- _Given request_
Copy out all of the rows below word for word, leaving out the pictures.

Photo-based point labeling data
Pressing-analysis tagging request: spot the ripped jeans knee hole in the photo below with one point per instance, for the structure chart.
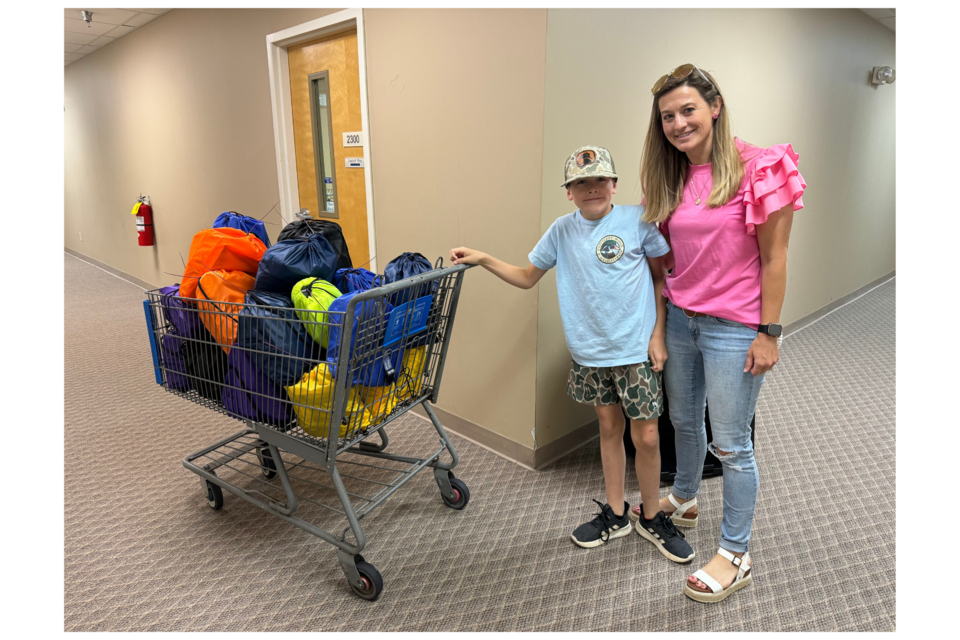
(726, 458)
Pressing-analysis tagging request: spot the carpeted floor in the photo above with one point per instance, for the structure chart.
(144, 552)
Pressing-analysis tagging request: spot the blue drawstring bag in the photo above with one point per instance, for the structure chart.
(236, 220)
(379, 365)
(277, 341)
(180, 313)
(326, 228)
(289, 261)
(248, 393)
(347, 280)
(404, 266)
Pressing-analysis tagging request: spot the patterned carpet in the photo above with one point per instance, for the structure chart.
(144, 552)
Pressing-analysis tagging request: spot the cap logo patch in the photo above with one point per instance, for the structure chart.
(586, 157)
(610, 249)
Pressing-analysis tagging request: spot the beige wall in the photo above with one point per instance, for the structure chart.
(797, 76)
(179, 110)
(456, 118)
(472, 113)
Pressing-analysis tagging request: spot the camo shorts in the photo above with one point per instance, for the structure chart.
(637, 386)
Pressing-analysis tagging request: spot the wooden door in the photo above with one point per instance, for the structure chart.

- _Solution for this problem_
Pressing-analysis tagging request: spot the ripped jeans knee hole in the photo below with one point per instance, for the structure chart.
(726, 458)
Pressing-analysis tagging request: spot the carpeted floor in the photo above with one point per instance, for the structure chart.
(144, 552)
Pressing-analysis tagging request: spot the blue drawstring bag in the photo above with one point per instance, for the structure chart.
(236, 220)
(379, 365)
(277, 341)
(180, 313)
(326, 228)
(289, 261)
(248, 393)
(347, 280)
(404, 266)
Pressing-analysis tagging request: spot the patterned carpet in the photo above with one point per instance, for the structure chart.
(144, 552)
Pressing-analysis tagging request: spot the cap logo patch in the photo above with one point per instance, for the structure chart.
(586, 157)
(610, 249)
Pressing-analysis tagging request: spot the beige wall in the photo above with one point per instance, for the structure chart.
(797, 76)
(179, 110)
(456, 118)
(472, 113)
Pressing-analysis tagging request: spot the camo shorts in the photo above with one point per instance, for the structure chart.
(637, 386)
Pressing-analysis tagging request: spot the wooden door in the photo above with one point per instance, for the structure chart.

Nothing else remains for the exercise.